Extracted data entries
* * *
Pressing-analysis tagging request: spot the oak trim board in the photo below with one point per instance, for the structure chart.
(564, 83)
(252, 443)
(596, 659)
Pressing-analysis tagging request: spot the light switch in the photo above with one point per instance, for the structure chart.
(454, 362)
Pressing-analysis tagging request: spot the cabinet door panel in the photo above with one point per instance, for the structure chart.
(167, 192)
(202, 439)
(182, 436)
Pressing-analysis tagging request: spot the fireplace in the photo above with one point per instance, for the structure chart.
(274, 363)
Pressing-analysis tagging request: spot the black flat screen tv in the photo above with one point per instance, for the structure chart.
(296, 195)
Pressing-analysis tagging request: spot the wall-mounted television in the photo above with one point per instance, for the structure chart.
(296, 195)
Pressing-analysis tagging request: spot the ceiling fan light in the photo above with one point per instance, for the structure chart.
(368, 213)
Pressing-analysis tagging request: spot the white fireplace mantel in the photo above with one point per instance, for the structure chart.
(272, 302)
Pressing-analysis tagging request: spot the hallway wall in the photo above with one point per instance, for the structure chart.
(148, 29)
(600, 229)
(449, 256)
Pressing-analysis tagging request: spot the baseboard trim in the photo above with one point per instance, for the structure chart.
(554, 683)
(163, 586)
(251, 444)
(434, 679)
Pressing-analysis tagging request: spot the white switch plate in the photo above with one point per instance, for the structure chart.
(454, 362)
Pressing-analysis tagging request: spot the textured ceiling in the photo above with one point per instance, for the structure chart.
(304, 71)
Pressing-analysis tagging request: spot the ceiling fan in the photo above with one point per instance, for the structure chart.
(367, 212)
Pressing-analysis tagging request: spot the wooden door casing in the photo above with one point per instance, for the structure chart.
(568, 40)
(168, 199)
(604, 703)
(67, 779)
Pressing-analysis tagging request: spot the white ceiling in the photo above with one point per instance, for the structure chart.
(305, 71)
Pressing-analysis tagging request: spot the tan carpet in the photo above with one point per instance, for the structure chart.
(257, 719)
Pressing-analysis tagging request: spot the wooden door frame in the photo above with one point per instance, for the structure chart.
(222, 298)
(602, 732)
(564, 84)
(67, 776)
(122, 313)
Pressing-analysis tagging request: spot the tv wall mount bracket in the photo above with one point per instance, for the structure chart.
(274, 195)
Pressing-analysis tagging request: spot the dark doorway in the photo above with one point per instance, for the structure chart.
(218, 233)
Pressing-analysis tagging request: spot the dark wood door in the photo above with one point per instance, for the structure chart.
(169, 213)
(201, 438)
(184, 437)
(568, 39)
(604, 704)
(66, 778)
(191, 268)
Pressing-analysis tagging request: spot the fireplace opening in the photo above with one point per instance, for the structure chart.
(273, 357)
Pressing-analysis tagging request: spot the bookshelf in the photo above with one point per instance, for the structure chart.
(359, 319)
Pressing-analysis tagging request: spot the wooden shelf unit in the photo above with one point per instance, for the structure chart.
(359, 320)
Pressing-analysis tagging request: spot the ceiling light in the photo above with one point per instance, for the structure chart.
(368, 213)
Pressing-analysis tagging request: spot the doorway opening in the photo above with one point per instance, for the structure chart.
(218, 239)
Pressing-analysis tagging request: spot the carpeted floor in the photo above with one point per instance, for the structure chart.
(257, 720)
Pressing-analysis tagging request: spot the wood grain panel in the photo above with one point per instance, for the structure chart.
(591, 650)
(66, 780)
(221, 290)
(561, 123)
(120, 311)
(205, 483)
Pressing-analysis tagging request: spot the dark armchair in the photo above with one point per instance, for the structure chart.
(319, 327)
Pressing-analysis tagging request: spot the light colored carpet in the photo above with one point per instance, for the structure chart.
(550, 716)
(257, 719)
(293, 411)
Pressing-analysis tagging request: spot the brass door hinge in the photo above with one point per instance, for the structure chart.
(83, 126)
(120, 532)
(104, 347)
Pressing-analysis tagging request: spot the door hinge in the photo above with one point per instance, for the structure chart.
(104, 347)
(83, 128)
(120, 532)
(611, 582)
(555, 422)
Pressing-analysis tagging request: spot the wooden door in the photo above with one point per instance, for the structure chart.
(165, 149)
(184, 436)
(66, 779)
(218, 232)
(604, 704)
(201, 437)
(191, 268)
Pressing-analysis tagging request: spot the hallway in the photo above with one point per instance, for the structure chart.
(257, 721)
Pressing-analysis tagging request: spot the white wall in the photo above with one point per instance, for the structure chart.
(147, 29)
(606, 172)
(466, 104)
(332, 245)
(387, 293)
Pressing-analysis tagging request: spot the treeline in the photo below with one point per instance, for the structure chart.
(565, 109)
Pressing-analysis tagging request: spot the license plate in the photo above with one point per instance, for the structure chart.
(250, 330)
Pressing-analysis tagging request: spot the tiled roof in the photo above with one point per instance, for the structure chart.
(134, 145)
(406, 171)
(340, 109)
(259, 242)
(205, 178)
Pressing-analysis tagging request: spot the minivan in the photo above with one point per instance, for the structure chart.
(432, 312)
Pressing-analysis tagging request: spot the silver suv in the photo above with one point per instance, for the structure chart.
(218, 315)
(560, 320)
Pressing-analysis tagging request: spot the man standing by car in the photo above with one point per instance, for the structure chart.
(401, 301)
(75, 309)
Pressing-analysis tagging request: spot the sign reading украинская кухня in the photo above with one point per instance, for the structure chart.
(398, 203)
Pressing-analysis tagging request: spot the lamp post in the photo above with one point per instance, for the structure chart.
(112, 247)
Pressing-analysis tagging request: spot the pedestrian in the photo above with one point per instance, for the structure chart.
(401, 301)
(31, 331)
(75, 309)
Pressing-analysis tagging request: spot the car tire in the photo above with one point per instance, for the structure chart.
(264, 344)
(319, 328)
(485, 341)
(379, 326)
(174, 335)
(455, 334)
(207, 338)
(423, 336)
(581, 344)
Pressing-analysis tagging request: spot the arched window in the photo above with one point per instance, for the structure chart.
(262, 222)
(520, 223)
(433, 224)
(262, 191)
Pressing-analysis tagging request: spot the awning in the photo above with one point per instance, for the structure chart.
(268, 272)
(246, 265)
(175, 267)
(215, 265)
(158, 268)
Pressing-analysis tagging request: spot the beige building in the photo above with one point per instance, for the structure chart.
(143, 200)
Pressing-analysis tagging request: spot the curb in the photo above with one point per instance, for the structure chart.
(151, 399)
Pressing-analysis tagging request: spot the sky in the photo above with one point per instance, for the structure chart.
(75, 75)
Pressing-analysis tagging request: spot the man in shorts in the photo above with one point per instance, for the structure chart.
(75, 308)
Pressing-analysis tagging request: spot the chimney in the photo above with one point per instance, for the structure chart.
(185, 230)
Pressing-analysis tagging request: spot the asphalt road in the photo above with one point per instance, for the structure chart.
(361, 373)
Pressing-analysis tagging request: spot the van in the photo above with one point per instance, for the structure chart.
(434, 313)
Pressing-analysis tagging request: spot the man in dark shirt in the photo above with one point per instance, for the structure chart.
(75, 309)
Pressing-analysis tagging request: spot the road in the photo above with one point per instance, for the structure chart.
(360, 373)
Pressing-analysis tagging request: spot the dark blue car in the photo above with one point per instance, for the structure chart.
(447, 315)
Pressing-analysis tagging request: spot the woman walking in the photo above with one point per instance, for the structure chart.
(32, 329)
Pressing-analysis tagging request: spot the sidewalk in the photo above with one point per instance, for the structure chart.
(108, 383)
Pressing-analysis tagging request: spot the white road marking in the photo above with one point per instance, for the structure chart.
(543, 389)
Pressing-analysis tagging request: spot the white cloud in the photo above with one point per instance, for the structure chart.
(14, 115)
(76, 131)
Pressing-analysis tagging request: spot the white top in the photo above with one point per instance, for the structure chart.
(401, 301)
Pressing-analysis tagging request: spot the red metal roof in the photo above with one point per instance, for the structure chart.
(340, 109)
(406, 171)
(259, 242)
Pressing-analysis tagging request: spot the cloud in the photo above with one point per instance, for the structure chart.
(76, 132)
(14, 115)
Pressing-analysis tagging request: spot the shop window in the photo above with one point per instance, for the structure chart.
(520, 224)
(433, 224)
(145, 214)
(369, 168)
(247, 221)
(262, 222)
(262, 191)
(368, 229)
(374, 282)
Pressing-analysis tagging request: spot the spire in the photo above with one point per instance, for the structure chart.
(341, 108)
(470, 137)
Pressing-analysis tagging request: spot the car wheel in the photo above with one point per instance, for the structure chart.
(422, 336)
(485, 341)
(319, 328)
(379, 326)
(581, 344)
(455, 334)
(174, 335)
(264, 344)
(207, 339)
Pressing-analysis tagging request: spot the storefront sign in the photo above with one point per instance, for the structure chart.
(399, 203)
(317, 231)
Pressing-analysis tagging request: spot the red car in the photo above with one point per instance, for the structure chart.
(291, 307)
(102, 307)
* * *
Each line from the one containing "Pressing-analysis tagging request: spot the car wheel" through the end of the entries, both included, is to be returned exactly, with no other lines.

Pressing-analysis tagging request: spot the car wheel in the photo above with one point per instance, for the structure chart.
(422, 336)
(485, 341)
(319, 328)
(379, 326)
(581, 344)
(455, 334)
(174, 335)
(264, 344)
(207, 339)
Pressing-analysis tagging request: spot the storefront sign in the photo above with one point per instance, for the structure chart.
(399, 203)
(317, 231)
Pressing-analysis tagging request: spot the red car in the photo above with one point per instance, for the structure chart.
(291, 307)
(102, 307)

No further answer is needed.